[Opening Study text section]

The more central question is whether that connection to the state truly exists for internet activities, Morgan said. She and fellow panelists spoke at a conference in Nashville, Tennessee, hosted by the Paul J. Hartman State and Local Tax Forum. The panel addressed nexus issues, including those presented by the MTC's updated statement advising states on how to deal with the act with respect to today's commerce, which is largely conducted over the internet.
Global Tax Pact Boosts State Interest In Combined Reporting – Maria Koklanaris, Law360 ($). “A recent agreement among countries to rewrite international corporate tax rules, along with tax overhauls in the U.S., has heightened already strong interest by states in combined reporting, tax professionals said Thursday.”
States are looking at the comprehensive overhaul of the international corporate tax system that was finalized Oct. 8 by 136 jurisdictions, which agreed to a global 15% minimum tax rate and rules that would rewrite how profits of large multinational businesses are allocated among jurisdictions, the professionals said. They spoke on a panel at a conference in Nashville, Tennessee, hosted by the Paul J. Hartman State and Local Tax Forum.

[Closing Study text section]
[Opening Supplied records section]

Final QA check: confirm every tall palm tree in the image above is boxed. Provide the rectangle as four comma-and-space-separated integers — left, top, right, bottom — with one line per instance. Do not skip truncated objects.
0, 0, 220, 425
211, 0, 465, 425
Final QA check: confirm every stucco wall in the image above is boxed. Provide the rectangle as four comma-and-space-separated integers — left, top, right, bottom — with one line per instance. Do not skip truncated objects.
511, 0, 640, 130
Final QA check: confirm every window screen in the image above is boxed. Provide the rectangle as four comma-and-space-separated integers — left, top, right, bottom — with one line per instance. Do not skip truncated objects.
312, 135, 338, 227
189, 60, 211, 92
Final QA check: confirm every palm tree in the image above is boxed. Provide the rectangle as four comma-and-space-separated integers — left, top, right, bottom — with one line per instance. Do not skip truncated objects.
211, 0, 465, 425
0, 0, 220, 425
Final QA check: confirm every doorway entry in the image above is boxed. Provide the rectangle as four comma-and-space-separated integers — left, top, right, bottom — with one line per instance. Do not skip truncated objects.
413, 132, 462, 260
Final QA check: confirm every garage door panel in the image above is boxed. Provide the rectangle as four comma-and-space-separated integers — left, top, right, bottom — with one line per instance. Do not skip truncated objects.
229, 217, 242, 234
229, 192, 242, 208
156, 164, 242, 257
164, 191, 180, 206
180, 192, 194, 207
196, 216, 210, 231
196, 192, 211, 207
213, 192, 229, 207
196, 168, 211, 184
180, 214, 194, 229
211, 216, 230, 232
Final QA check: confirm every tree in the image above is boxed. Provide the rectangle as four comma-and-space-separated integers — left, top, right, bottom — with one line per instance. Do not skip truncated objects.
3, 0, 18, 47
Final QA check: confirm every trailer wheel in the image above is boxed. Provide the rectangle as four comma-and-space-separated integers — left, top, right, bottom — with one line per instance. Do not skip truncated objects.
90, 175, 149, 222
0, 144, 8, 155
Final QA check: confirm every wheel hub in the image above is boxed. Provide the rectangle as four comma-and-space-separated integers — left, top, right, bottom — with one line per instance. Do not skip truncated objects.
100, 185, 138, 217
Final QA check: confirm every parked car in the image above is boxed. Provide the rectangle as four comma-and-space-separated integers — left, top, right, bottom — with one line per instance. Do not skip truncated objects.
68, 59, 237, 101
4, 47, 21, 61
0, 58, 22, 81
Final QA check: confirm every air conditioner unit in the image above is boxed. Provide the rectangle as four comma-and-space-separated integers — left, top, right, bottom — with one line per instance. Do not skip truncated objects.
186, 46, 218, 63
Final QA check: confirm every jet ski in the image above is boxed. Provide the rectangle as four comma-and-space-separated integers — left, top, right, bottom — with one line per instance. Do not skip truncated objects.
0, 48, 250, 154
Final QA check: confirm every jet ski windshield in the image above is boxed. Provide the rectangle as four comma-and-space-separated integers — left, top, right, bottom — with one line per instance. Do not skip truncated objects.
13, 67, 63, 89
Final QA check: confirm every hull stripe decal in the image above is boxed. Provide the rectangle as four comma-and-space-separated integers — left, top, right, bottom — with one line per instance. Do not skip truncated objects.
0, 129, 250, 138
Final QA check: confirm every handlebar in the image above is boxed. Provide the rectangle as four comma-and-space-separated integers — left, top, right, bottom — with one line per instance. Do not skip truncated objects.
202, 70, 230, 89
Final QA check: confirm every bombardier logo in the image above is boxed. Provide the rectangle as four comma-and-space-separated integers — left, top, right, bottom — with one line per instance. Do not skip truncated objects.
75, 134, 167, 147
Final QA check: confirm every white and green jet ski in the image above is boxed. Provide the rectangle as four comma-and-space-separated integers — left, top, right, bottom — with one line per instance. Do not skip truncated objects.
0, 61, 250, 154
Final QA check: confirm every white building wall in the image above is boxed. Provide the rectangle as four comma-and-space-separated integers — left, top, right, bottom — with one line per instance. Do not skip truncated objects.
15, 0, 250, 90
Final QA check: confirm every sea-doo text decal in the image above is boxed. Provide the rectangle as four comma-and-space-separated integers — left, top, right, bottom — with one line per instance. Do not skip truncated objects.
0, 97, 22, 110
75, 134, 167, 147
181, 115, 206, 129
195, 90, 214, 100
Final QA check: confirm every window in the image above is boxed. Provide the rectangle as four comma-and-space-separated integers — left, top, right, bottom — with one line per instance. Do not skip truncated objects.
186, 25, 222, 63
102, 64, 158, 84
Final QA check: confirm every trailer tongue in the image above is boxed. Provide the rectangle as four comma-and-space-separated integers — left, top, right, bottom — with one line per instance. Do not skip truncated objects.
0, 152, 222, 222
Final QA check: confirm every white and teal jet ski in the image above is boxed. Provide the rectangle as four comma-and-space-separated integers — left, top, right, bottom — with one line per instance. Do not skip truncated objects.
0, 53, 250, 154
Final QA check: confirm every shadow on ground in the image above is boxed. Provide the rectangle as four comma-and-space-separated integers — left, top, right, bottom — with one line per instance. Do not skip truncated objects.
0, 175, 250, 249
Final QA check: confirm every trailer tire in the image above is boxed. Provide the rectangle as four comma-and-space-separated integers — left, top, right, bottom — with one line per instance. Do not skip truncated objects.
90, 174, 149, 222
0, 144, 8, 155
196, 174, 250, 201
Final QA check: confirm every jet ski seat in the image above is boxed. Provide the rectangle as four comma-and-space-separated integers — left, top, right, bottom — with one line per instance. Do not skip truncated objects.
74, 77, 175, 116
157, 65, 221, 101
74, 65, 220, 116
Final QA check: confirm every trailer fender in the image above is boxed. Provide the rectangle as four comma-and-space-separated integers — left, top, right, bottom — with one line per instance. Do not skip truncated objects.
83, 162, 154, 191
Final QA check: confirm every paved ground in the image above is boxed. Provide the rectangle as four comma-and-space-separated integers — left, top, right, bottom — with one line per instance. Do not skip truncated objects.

[Closing Supplied records section]

What needs to be done » Repeat the passage of the state tax text above, starting at "The more central" and ending at "over the internet.".

Answer to the exercise »
The more central question is whether that connection to the state truly exists for internet activities, Morgan said. She and fellow panelists spoke at a conference in Nashville, Tennessee, hosted by the Paul J. Hartman State and Local Tax Forum. The panel addressed nexus issues, including those presented by the MTC's updated statement advising states on how to deal with the act with respect to today's commerce, which is largely conducted over the internet.